For each grid cell at each pyramid resolution level, a HOG vector is computed. The final PHOG descriptor for the image is then a concatenation of all the HOG vectors. In the implementation we follow the practice in (Bosch et al., 2007) by limiting the number of levels to L = 3 to prevent over fitting.


Fig. 2: A schematic illustration of PHOG. The descriptor consists of a histogram of orientation gradients over each image subregion at each resolution level

The PHOG is normalized to sum to unity. This normalization ensures that images with more edges for example those that are texture rich or are larger are not weighted more strongly than others.

PHOG is not the same as a scale space pyramid representation of edges (Lazebnik et al., 2006) as there is no smoothing between levels of the pyramid and all edges are computed on the high resolution image. The PHOG descriptors can be compared using the same histogram intersection method as the pyramid match or by other means such as the χ2 distance between the histograms at each level.

Image categorization by multiclass SVM: The performance of image retrieval can be much improved if images in the database could be classified into several categories first. A typical CBIR system is mainly based on the ranking of feature similarities between the query image and any target images which has the important problem of`semantic gap in the sense that the relatively limited descriptive power of low level imagery features does not always agree with the richness of user semantics. By grouping images into meaningful categories by introducing interpretations for high feature similarities among images, the semantic gap can be substantially reduced.
◆ ◆ ◆
- [Request 1]: Reproduce the PHOG passage from "Image categorization by" to "be substantially reduced." word for word.
The records below have no connection to the PHOG text; treat the two as independent material.
◆ ◆ ◆
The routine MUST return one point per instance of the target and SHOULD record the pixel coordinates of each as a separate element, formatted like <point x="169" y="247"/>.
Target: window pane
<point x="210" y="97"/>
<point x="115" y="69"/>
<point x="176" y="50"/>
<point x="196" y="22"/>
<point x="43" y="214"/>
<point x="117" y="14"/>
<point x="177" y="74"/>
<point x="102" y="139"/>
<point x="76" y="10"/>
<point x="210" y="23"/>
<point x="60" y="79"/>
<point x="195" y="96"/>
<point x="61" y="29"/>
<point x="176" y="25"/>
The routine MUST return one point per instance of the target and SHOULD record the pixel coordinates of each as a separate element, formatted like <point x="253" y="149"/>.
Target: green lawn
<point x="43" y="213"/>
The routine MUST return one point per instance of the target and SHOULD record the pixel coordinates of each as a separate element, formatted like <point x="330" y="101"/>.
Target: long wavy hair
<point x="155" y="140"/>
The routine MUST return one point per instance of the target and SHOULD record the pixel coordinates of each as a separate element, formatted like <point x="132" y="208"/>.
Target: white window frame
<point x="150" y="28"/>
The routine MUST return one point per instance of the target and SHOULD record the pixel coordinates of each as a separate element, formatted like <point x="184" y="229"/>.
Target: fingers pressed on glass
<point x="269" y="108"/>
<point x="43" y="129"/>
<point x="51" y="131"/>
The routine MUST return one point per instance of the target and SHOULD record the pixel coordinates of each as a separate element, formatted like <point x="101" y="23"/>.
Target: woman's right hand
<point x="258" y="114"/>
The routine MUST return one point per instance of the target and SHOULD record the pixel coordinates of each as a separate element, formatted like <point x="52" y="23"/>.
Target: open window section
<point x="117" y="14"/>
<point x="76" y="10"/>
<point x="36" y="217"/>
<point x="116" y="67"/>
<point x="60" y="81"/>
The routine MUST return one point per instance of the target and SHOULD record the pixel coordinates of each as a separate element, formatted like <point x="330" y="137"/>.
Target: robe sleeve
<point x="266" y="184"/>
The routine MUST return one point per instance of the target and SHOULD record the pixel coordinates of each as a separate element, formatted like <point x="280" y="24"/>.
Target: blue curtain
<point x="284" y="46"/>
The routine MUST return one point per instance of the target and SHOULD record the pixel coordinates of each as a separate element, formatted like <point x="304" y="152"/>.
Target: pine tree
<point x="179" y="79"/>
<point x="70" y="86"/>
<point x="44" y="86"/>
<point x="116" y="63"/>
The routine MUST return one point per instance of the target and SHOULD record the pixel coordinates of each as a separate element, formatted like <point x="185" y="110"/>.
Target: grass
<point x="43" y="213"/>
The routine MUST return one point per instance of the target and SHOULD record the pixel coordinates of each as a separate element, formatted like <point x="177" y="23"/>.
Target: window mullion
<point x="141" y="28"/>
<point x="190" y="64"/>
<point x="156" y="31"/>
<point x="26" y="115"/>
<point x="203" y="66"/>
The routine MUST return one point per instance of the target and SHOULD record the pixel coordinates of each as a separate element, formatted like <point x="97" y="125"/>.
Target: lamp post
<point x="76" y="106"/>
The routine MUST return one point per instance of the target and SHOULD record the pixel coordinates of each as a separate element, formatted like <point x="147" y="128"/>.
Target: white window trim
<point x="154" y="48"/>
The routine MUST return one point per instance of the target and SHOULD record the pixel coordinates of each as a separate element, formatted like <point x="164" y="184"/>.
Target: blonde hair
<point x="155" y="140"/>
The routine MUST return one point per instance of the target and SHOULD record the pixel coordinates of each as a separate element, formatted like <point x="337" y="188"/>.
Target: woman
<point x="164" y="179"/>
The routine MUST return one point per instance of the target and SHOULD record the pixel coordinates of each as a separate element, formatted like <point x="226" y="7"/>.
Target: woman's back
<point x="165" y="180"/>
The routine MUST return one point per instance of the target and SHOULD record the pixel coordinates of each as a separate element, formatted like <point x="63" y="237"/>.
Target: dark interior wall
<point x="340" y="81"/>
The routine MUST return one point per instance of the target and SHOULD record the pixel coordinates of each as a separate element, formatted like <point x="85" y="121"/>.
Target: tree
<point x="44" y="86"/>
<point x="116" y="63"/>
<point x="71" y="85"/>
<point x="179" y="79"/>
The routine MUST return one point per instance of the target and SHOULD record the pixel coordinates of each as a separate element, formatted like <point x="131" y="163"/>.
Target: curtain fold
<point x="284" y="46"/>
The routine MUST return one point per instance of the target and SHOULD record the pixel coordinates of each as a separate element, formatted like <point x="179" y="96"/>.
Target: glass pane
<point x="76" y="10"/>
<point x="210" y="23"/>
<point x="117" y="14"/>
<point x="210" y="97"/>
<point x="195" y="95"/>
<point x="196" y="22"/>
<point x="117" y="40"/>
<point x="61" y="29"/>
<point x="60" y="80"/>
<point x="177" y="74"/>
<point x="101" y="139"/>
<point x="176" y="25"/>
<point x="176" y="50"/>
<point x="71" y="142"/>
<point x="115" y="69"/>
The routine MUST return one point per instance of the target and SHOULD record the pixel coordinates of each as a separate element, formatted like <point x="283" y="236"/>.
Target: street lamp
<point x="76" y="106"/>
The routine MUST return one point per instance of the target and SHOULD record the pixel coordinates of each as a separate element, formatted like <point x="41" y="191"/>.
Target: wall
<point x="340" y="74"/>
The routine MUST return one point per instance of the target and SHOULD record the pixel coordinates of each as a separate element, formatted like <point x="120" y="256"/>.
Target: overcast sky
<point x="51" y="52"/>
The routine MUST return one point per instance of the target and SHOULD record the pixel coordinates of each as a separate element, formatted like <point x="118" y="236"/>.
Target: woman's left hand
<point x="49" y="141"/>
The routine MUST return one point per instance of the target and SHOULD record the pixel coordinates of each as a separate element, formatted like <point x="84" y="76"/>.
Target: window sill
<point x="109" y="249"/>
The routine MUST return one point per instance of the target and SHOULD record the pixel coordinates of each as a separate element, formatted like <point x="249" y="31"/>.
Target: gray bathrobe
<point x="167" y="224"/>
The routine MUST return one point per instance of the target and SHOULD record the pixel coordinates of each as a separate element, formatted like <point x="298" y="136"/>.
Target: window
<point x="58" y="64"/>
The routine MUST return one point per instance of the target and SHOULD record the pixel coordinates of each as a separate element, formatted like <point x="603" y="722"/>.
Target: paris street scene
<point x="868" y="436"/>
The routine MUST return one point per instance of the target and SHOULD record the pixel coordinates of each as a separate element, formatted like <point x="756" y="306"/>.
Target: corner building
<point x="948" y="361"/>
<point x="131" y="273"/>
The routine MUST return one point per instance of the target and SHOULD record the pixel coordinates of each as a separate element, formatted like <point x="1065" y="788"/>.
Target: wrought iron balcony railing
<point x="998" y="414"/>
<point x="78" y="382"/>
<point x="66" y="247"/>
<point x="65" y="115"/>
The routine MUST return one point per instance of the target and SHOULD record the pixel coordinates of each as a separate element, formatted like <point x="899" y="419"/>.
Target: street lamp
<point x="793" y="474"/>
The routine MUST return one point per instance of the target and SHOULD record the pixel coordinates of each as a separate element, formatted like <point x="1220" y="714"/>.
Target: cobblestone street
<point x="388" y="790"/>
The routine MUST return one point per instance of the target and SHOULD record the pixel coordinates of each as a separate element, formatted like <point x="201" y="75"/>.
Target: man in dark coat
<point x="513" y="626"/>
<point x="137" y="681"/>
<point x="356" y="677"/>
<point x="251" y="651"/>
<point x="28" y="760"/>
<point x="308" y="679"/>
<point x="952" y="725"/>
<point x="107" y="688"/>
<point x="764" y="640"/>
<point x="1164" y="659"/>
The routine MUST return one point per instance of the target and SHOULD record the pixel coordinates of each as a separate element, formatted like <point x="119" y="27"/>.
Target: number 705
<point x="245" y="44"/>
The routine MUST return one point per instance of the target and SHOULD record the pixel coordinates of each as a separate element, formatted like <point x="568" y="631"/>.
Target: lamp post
◆ ◆ ◆
- [Request 2]: From the records, pull out every line containing the string "window", matching case exactly.

- [Full output 1]:
Image categorization by multiclass SVM: The performance of image retrieval can be much improved if images in the database could be classified into several categories first. A typical CBIR system is mainly based on the ranking of feature similarities between the query image and any target images which has the important problem of`semantic gap in the sense that the relatively limited descriptive power of low level imagery features does not always agree with the richness of user semantics. By grouping images into meaningful categories by introducing interpretations for high feature similarities among images, the semantic gap can be substantially reduced.

- [Full output 2]:
Target: window pane
Target: white window frame
Target: open window section
Target: window mullion
Target: white window trim
Target: window sill
Target: window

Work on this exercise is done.